* _OBJETIVO DA TAREFA_
Retome o texto sobre as vendas do varejo e a economia brasileira, dando continuidade a partir da última frase apresentada.

* _TEXTO SELECIONADO_
Qual a expectativa para as vendas da Black Friday, no próximo dia 29, e do Natal?
Projetamos crescimento de 6,8% nas vendas da Black Friday, já descontados os efeitos da inflação. A data deve movimentar R$ 3,6 bilhões no varejo. É o recorde da década. O Natal, a principal data do comércio, deve movimentar quase R$ 36 bilhões no país, crescimento de 4,8% frente ao ano passado, com o desconto da inflação. Outro número positivo é a contratação de temporários. Entre setembro e dezembro, o número de admissões deve chegar a 91 mil no varejo. É o maior contingente desde 2013.
A retomada mais consistente da economia brasileira passa por quais medidas?
Entramos em uma era de reformas, que é fundamental para o país crescer mais. A economia não deslanchou até o momento. Por trás disso, há um problema que não é só do Brasil. Trata-se do problema do mercado de trabalho, que busca maior produtividade. As empresas estão demandando menos funções pouco qualificadas.
Como corrigir essa questão?

* _LISTA DE ENTRADAS_
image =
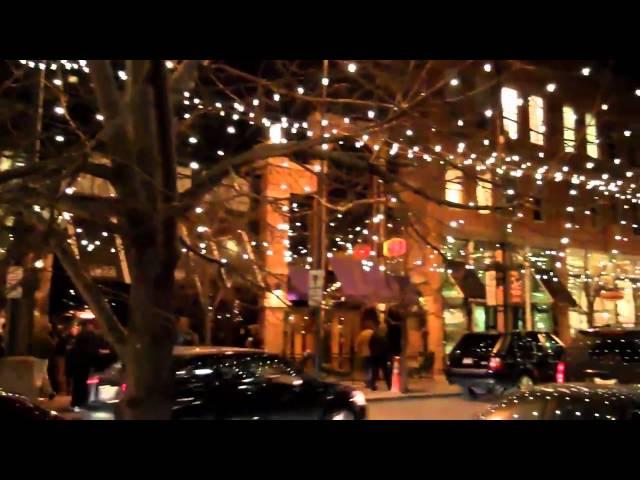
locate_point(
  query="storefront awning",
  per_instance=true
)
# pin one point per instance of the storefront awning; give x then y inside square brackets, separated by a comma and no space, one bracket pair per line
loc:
[556,288]
[356,284]
[467,281]
[372,286]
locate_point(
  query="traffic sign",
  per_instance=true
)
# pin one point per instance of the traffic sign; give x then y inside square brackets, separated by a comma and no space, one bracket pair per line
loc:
[316,287]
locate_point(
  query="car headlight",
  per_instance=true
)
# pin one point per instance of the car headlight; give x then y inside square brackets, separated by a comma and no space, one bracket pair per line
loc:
[358,398]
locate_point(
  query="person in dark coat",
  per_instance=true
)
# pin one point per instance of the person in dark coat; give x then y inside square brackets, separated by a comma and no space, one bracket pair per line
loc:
[394,331]
[186,336]
[82,352]
[380,358]
[42,348]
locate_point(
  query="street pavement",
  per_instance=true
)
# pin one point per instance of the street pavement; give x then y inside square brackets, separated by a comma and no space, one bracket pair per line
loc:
[434,408]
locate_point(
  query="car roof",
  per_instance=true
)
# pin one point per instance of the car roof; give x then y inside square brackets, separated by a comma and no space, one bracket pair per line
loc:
[182,351]
[613,329]
[590,390]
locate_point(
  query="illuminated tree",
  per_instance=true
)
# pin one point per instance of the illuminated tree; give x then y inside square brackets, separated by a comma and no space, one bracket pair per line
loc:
[176,141]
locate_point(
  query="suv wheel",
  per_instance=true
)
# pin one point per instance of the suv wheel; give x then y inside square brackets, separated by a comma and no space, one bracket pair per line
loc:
[469,393]
[525,382]
[341,415]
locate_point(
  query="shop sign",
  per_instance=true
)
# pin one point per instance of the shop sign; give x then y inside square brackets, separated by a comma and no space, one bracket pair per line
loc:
[361,251]
[490,287]
[515,287]
[14,277]
[616,294]
[316,286]
[394,247]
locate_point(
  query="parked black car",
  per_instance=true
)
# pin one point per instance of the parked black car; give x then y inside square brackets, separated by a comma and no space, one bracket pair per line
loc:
[19,408]
[492,362]
[237,383]
[603,355]
[569,402]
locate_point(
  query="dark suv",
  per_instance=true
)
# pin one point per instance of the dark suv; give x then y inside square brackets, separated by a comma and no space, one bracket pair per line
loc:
[237,383]
[492,362]
[604,356]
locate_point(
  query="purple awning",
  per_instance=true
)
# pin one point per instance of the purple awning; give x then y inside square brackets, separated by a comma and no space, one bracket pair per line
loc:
[356,284]
[298,287]
[373,286]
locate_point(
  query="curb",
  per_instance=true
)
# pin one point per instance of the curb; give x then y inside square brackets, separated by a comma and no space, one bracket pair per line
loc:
[413,396]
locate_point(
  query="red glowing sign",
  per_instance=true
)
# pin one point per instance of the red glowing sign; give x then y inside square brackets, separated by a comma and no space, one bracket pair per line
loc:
[361,251]
[394,247]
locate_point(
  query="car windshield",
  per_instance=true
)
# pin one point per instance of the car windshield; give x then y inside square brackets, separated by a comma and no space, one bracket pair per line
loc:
[476,345]
[614,343]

* _RESPOSTA DA TAREFA_
Precisamos elevar a qualificação do trabalhador. O principal indutor do aumento da qualidade da educação é o setor público. Com a reforma da Previdência, é possível que o governo se aproxime do equilíbrio das finanças. As empresas e as instituições como Senac e Senai têm capacidade para ajudar. Também é necessário preservar o ambiente de inflação baixa para que as famílias consigam investir em educação para seus filhos. Boa parte da população que perdeu o emprego na recessão terá de se tornar empreendedora. Se não elevarmos a produtividade do trabalhador, ao final da próxima década, em 2030, mesmo que o PIB cresça 2,5% ao ano, o que é difícil, dois em cada 10 demandantes por trabalho não conseguirão emprego.